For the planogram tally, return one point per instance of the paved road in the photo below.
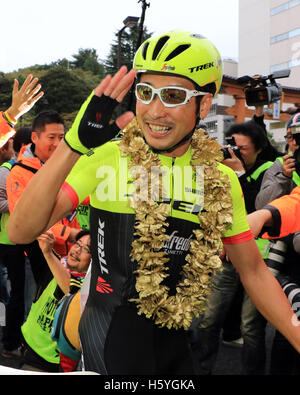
(228, 360)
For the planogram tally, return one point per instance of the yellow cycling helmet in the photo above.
(184, 54)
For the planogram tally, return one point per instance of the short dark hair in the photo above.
(82, 233)
(22, 136)
(44, 118)
(251, 129)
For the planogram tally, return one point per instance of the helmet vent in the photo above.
(159, 45)
(145, 49)
(177, 51)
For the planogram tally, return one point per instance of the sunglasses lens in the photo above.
(173, 96)
(144, 92)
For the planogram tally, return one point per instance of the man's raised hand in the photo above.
(93, 125)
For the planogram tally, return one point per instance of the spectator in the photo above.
(251, 142)
(12, 256)
(47, 131)
(65, 276)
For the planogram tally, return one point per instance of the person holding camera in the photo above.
(279, 180)
(245, 159)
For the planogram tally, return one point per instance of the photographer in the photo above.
(280, 179)
(245, 159)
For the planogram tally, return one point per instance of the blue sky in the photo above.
(39, 32)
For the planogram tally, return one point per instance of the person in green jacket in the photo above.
(65, 276)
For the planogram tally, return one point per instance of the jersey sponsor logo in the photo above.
(202, 67)
(101, 252)
(98, 117)
(103, 287)
(177, 245)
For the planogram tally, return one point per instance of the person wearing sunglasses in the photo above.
(61, 276)
(151, 259)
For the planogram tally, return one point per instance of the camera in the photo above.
(292, 291)
(232, 145)
(260, 90)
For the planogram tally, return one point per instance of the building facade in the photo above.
(269, 41)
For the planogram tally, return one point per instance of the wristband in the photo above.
(9, 119)
(240, 173)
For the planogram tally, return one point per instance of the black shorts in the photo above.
(134, 345)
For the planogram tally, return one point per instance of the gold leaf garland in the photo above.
(176, 311)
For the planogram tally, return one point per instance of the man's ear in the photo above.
(205, 105)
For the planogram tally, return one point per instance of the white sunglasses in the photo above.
(170, 96)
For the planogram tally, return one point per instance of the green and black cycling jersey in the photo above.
(103, 175)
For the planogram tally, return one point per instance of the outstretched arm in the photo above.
(23, 99)
(43, 203)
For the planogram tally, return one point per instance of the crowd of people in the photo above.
(138, 277)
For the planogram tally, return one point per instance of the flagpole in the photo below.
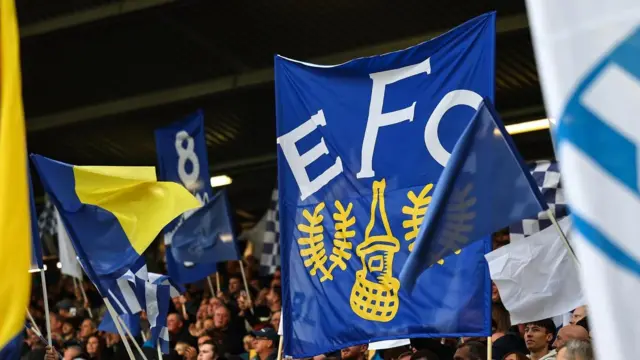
(213, 294)
(280, 344)
(246, 285)
(115, 316)
(84, 297)
(46, 305)
(135, 343)
(218, 288)
(564, 238)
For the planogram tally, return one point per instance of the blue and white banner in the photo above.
(182, 158)
(588, 56)
(360, 148)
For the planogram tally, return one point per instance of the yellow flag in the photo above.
(15, 237)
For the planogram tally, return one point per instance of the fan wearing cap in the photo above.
(265, 343)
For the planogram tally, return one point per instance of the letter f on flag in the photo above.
(15, 236)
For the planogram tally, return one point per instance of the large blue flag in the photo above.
(360, 147)
(207, 235)
(182, 158)
(36, 247)
(484, 188)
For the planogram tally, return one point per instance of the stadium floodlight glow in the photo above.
(527, 126)
(220, 180)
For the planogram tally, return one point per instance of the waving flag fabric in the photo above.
(207, 235)
(15, 232)
(360, 147)
(484, 188)
(588, 56)
(112, 214)
(182, 158)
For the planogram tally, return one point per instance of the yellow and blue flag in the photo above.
(112, 214)
(484, 188)
(15, 232)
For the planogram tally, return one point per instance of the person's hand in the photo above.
(50, 354)
(190, 353)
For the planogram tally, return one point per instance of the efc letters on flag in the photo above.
(484, 188)
(112, 214)
(361, 145)
(15, 232)
(182, 158)
(207, 235)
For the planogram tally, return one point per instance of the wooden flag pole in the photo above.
(246, 285)
(213, 294)
(115, 316)
(218, 288)
(135, 343)
(46, 305)
(564, 238)
(280, 344)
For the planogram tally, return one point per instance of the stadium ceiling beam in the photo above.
(88, 16)
(157, 98)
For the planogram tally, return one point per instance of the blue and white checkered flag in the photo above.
(588, 56)
(547, 177)
(270, 259)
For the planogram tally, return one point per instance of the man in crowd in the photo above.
(576, 350)
(578, 314)
(358, 352)
(471, 350)
(207, 350)
(570, 332)
(538, 335)
(266, 344)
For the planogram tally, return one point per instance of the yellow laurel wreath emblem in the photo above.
(314, 250)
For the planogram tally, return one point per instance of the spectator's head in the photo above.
(570, 332)
(576, 350)
(265, 340)
(214, 304)
(221, 318)
(94, 346)
(55, 322)
(501, 317)
(495, 294)
(207, 351)
(208, 324)
(471, 350)
(247, 343)
(584, 323)
(515, 356)
(578, 314)
(357, 352)
(275, 320)
(538, 335)
(174, 323)
(235, 284)
(87, 328)
(68, 328)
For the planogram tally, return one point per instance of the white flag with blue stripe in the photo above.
(588, 55)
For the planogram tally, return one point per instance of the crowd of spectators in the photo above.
(236, 325)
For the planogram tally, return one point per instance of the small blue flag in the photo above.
(484, 188)
(182, 158)
(36, 247)
(131, 320)
(207, 235)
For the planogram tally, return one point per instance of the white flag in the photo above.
(70, 265)
(536, 277)
(589, 60)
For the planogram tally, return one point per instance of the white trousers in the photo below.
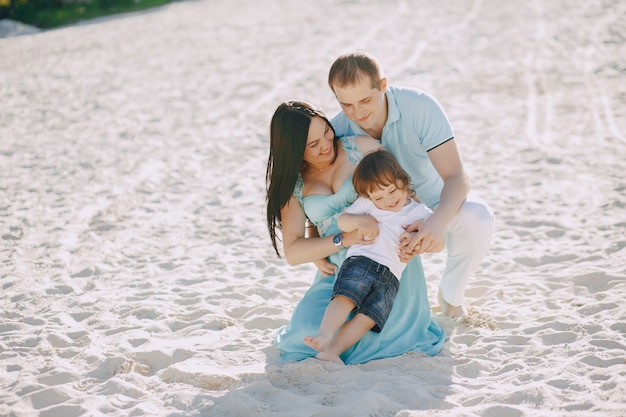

## Required action
Copy out the whole listing word for word, except for any picture it includes.

## Task response
For the planogram tally, return one point per instance of the paved road in the photo below.
(228, 360)
For the planogram tally, return one point per instance of the yellow cycling helmet in the photo above.
(184, 54)
For the planogram tally, return one point per instance of the short dark hair in the photo above.
(82, 233)
(22, 136)
(44, 118)
(251, 129)
For the planogram tally, return one point per instance of the helmet vent in the photo above.
(159, 45)
(145, 49)
(177, 51)
For the planogram tally, return one point per instance of the sunglasses lens in the photo above.
(173, 96)
(144, 92)
For the planogram tally, return one point per instance of the man's raised hand in the photo above.
(93, 125)
For the planogram tally, return one point per instance of the spectator in the photo above.
(251, 142)
(12, 256)
(47, 131)
(65, 276)
For the planogram tally, return one point per instance of the person holding camera in the photo above.
(279, 180)
(245, 159)
For the planogram tally, return one point per instance of the photographer in the photo above.
(280, 179)
(245, 159)
For the planogram tally, return one point per instance of the blue sky in the photo above.
(39, 32)
For the planogram tally, return one point per instance of the person in green jacket in the photo above.
(65, 276)
For the planogram tally, return one point per instance of the jersey sponsor logo in the photo above.
(202, 67)
(101, 252)
(98, 117)
(103, 287)
(177, 245)
For the planogram tally, return one point per instance of the person wearing sunglasses in the photo above.
(61, 276)
(151, 259)
For the planogram tally, return one point per instance of the camera in the photo above.
(292, 291)
(232, 145)
(260, 90)
For the planogram tally, return one point per instance of the building facade in the photo above.
(269, 41)
For the planogram tally, return one point per instance of the wristband in the photo above.
(9, 119)
(240, 173)
For the planogram tally, return one point per instance of the black shorts in the photo above.
(134, 345)
For the planogram tally, return one point per instance of the gold leaf garland in the photo above.
(176, 311)
For the planogram tally, return one point per instance of the man's ear in the photo above.
(205, 105)
For the planogram tally, return one point per instance of the white sunglasses in the photo above.
(170, 96)
For the planogram tally, return one point per instance of the green and black cycling jersey in the photo above.
(103, 175)
For the planogram tally, return one point per instance of the outstretched arm in the photo above.
(23, 99)
(43, 203)
For the planogram tally, return one point per instance of the crowd of people in the photo above.
(138, 277)
For the planogram tally, return one point per instance of the flagpole in the photo below.
(213, 294)
(280, 344)
(246, 285)
(115, 316)
(84, 297)
(46, 305)
(135, 343)
(218, 288)
(564, 238)
For the planogram tally, return one point per instance of the blue and white banner in the photo above.
(182, 158)
(588, 56)
(360, 148)
For the planogram tally, return one point per instance of the yellow flag in the photo above.
(15, 237)
For the planogram tally, return one point per instance of the fan wearing cap in the photo above.
(265, 343)
For the planogram tally, return one point per instance of the letter f on flag in the photo above.
(15, 236)
For the planogram tally, return one point per instance of the large blue flag in the photo above.
(360, 147)
(207, 235)
(182, 158)
(36, 247)
(484, 188)
For the planogram tally, return one point per instance of the stadium floodlight glow in the photo above.
(527, 126)
(220, 180)
For the planogram tally, return one point per instance of the waving flag fabric in the photo above.
(207, 235)
(15, 232)
(360, 147)
(484, 188)
(588, 56)
(112, 214)
(182, 158)
For the planogram tally, return one point per instance of the yellow and blue flag in the photo above.
(112, 214)
(484, 188)
(15, 232)
For the planogram tally, return one point per instance of the person's hand in the photo above.
(50, 354)
(190, 353)
For the planogram tally, return one point per instance of the efc letters on flag in the photo above.
(484, 188)
(112, 214)
(361, 145)
(15, 232)
(182, 158)
(207, 235)
For the planogram tally, return one point per instance of the wooden flag pole in the photo above.
(246, 285)
(213, 294)
(115, 316)
(218, 288)
(135, 343)
(46, 305)
(564, 238)
(280, 344)
For the planogram tally, return one point per instance of the stadium ceiling beam in the photo above.
(88, 16)
(157, 98)
For the planogram tally, return one point per instance of the blue and white checkered flag in the photo above.
(588, 56)
(547, 177)
(270, 259)
For the planogram tally, return one point per instance of the man in crowd in the photo above.
(576, 350)
(578, 314)
(358, 352)
(471, 350)
(207, 350)
(570, 332)
(538, 335)
(266, 344)
For the planogram tally, return one point per instance of the yellow laurel wreath emblem in the photo above.
(314, 250)
For the planogram tally, return one point per instance of the spectator's head in the photo above.
(570, 332)
(576, 350)
(265, 340)
(214, 304)
(221, 318)
(94, 346)
(55, 322)
(501, 317)
(495, 294)
(207, 351)
(208, 324)
(471, 350)
(247, 343)
(584, 323)
(515, 356)
(578, 314)
(357, 352)
(275, 320)
(538, 335)
(174, 323)
(235, 284)
(87, 328)
(68, 328)
For the planogram tally, return one point per instance of the white flag with blue stripe in the photo above.
(588, 55)
For the planogram tally, return one point per instance of the crowd of spectators in the photo above.
(236, 325)
For the planogram tally, return one point per instance of the small blue flag in the photo above.
(484, 188)
(182, 158)
(36, 247)
(131, 320)
(207, 235)
For the planogram tally, return one point per instance of the white flag in the photo above.
(70, 265)
(536, 277)
(589, 60)
For the planogram tally, return one point per instance of the white trousers in the photo below.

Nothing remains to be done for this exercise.